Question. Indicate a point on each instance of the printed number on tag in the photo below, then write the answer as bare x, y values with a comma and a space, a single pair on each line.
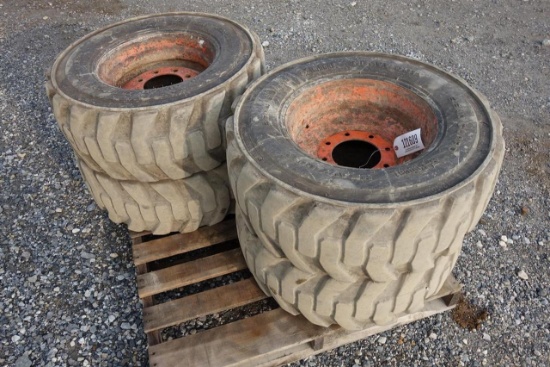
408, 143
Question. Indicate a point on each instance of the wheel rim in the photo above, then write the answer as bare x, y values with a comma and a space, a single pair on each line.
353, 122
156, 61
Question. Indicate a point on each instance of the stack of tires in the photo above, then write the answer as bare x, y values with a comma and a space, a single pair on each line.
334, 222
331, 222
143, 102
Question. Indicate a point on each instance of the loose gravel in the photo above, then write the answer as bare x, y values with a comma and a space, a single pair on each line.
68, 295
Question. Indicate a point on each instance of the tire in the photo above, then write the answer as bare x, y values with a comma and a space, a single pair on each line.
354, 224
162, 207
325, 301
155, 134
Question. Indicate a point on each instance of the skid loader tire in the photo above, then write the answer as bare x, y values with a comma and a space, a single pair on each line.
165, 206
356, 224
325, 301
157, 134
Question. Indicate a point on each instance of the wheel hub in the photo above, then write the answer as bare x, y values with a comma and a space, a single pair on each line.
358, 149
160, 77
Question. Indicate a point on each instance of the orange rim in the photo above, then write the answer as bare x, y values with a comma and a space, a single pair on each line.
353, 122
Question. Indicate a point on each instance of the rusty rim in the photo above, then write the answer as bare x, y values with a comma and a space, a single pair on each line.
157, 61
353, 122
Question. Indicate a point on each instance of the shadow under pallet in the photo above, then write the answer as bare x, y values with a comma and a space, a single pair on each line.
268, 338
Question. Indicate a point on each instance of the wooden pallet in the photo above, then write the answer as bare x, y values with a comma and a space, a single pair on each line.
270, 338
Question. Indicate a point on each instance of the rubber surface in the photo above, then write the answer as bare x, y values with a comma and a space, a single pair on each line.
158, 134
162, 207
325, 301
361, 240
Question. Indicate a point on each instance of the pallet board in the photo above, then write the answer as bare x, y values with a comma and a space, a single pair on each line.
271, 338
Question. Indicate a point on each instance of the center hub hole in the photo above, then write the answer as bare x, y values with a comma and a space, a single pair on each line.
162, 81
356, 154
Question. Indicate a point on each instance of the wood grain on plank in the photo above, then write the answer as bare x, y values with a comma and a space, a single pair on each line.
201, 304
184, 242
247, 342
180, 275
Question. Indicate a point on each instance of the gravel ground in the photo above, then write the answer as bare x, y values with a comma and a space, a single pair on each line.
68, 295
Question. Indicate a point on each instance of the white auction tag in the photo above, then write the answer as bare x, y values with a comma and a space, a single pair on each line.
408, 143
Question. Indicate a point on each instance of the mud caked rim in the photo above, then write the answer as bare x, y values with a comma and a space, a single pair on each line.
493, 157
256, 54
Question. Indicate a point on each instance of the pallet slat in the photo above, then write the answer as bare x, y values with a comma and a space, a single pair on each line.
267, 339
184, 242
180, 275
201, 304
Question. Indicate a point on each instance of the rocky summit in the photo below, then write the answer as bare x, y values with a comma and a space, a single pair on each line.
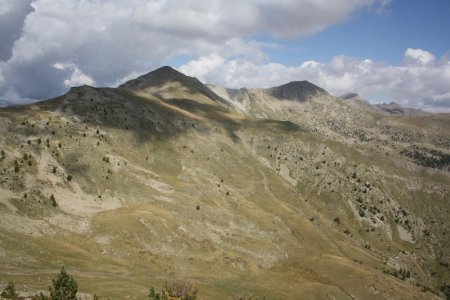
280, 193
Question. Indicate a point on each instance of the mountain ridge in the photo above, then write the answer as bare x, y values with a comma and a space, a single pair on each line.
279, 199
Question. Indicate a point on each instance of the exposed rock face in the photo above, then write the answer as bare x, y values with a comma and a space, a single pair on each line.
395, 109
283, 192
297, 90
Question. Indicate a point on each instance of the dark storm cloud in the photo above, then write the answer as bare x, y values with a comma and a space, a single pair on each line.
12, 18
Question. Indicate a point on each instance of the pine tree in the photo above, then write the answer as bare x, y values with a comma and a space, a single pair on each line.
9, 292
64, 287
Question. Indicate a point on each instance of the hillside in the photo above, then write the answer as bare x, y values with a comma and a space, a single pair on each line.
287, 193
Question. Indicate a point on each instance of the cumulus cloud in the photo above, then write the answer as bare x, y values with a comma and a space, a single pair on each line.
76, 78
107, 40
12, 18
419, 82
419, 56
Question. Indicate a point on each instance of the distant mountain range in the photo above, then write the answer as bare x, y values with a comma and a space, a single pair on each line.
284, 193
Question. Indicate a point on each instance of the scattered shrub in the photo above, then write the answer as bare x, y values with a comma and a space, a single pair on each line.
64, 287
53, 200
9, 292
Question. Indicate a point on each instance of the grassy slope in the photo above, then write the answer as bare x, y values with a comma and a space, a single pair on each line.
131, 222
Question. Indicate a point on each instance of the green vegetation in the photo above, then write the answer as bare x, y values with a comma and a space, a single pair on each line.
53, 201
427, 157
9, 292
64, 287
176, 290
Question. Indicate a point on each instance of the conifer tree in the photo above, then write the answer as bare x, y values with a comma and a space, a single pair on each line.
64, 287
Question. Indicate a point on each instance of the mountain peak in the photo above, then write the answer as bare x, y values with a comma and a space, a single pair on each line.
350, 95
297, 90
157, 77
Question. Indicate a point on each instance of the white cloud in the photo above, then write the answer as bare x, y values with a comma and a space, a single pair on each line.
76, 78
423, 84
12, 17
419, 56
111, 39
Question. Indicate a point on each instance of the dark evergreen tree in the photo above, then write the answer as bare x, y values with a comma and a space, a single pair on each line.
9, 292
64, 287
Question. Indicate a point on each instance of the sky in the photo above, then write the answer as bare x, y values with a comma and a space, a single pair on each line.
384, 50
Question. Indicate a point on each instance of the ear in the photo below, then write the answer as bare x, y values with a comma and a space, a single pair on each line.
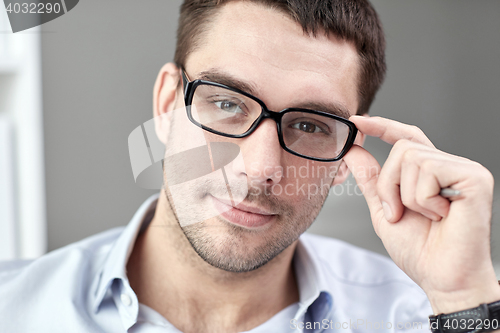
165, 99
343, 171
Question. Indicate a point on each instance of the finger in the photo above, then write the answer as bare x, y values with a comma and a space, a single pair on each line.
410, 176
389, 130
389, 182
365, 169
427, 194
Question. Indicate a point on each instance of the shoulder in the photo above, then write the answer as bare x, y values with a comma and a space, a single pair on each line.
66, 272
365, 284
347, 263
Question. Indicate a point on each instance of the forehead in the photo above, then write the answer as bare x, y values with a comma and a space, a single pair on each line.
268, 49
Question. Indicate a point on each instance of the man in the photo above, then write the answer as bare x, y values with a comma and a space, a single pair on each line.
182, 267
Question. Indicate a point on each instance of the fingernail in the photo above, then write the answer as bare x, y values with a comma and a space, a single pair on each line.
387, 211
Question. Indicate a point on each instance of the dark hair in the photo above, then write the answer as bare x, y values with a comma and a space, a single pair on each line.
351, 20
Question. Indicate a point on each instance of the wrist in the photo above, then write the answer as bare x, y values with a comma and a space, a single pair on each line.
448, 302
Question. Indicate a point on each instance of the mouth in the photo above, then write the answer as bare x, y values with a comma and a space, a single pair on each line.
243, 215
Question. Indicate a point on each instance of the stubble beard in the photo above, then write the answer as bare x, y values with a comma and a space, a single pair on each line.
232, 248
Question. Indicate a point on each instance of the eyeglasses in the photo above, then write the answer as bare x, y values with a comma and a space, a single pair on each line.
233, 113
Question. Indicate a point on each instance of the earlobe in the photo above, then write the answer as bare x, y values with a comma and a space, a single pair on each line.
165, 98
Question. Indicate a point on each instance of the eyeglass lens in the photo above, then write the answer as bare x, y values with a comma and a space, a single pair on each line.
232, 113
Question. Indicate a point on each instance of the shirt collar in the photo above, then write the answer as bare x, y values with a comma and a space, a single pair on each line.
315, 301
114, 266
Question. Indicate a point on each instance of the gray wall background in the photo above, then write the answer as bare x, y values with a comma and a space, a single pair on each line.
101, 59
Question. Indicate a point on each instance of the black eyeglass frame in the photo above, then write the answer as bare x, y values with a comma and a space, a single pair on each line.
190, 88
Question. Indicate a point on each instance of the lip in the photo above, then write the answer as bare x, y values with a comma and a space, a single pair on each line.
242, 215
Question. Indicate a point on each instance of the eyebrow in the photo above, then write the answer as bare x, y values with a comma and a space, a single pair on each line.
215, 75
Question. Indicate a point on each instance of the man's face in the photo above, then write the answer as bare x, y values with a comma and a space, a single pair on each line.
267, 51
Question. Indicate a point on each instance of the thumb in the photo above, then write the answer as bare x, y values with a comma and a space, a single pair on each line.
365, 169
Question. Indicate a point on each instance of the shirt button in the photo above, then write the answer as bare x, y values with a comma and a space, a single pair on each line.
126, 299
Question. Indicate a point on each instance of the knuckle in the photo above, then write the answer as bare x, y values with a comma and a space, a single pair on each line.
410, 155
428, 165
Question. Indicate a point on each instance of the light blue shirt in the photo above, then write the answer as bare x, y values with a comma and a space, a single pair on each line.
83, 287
__________
**Task details**
Give the lines exactly as they stand, from the line with "Question. Indicate a point on each instance of the lip" through the end of the material.

**Answer to this exercise**
Question. Indicate a point on each instance of the lip in the photo above, then write the answer as bare x, y values with a comma and a space, a single pair on each line.
242, 215
Question. Indicate a point on each instance of the eyebrow in the photo above, then write the answer as bare x, y values with a comma and a space, a single pair on each line.
215, 75
Question. Indicate a point on each instance of the man's face in the photo above, then write the answer as bare x, y values with a comma and a space, a single pair on each line.
267, 51
Question. Indicate a point on each instance of the thumb in the photo above, then write the answer as bare x, y values with a comma and a space, a single pair on each line.
365, 169
Question. Indicate a point on each instance of the shirt button in the photo above, then write the answer as bare x, y values with a comma and a space, a single pair on each line.
126, 299
Question. Indicate a point on each instance of the knuckle in the photo above, then write the answer as bare x, y values with a comma and a space, a single pair on each line.
410, 155
428, 165
Question. Indicate a point on each instance of the light blue shirt in the photo above, then write the answer as bare x, y values with a comma and a space, a single pair on each line.
83, 287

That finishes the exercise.